TEXTAUSZUG:
··········

Das Streaming mache allerdings allen Künstlern zu schaffen, finanzieller Reichtum springe heute bei Chartplatzierungen nicht unbedingt heraus. „Ich werde mir jetzt auch kein größeres Auto kaufen und keine Villa“, grinst der 45-Jährige. Die Aufmerksamkeit, die die Top-Ten-Platzierung bietet, wollen er und seine Bandkollegen jedoch nutzen, um einem breiteren Publikum bekannt zu werden.

··········

[Gesammelte Dateneinträge]
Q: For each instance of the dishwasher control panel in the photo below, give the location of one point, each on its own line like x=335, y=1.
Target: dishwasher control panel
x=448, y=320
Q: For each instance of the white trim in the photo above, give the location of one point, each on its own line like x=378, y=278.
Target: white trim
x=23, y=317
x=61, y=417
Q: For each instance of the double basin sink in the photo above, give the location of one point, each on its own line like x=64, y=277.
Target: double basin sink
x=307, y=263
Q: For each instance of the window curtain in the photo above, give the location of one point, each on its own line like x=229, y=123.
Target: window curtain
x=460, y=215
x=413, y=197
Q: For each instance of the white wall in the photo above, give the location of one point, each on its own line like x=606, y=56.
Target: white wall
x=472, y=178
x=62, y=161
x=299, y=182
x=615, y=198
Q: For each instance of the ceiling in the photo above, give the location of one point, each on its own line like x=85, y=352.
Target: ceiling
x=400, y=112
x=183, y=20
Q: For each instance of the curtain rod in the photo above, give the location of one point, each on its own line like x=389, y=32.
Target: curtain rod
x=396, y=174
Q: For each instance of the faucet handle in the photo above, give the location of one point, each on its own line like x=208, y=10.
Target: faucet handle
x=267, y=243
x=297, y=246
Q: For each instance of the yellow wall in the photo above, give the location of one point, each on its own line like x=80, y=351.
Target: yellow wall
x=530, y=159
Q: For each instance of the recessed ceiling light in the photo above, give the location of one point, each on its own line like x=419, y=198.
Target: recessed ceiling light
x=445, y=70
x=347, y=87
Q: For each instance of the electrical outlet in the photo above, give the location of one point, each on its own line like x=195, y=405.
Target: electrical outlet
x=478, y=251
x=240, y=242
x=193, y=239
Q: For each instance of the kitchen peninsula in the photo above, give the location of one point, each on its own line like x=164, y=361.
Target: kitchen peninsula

··········

AUFGABE A:
Schreib jeden Satz aus dem Textauszug über Streaming und Chartplatzierungen einzeln auf, in der Reihenfolge, in der er dort steht.
AUFGABE B:
Mach mit dem Text über Streaming und die Top-Ten-Platzierung der Band weiter, und zwar nach seinem letzten Satz.
Die Daten haben mit dem Textauszug nichts zu tun.

LÖSUNG A:
1. Das Streaming mache allerdings allen Künstlern zu schaffen, finanzieller Reichtum springe heute bei Chartplatzierungen nicht unbedingt heraus.
2. „Ich werde mir jetzt auch kein größeres Auto kaufen und keine Villa“, grinst der 45-Jährige.
3. Die Aufmerksamkeit, die die Top-Ten-Platzierung bietet, wollen er und seine Bandkollegen jedoch nutzen, um einem breiteren Publikum bekannt zu werden.

LÖSUNG B:
Jeden Tag ist Ende im Moment für die Letzte Instanz unterwegs. Promotion soll erledigt, PR-Termine erfüllt, Interviews gegeben und daneben auch noch geprobt werden. „Wenn man von irgendwas leben will, muss man sich vermarkten“, sagt Ende. Diese Woche sei für ihn wie ein Zeitfenster, in der der überraschende Chartplatz die Band aus der Subkultur herausgeholt und auf die „ganz große Bühne“ gebracht hat. Wie lange sie dort im Rampenlicht bleibt, ist offen, die Albumcharts werden wöchentlich aktualisiert.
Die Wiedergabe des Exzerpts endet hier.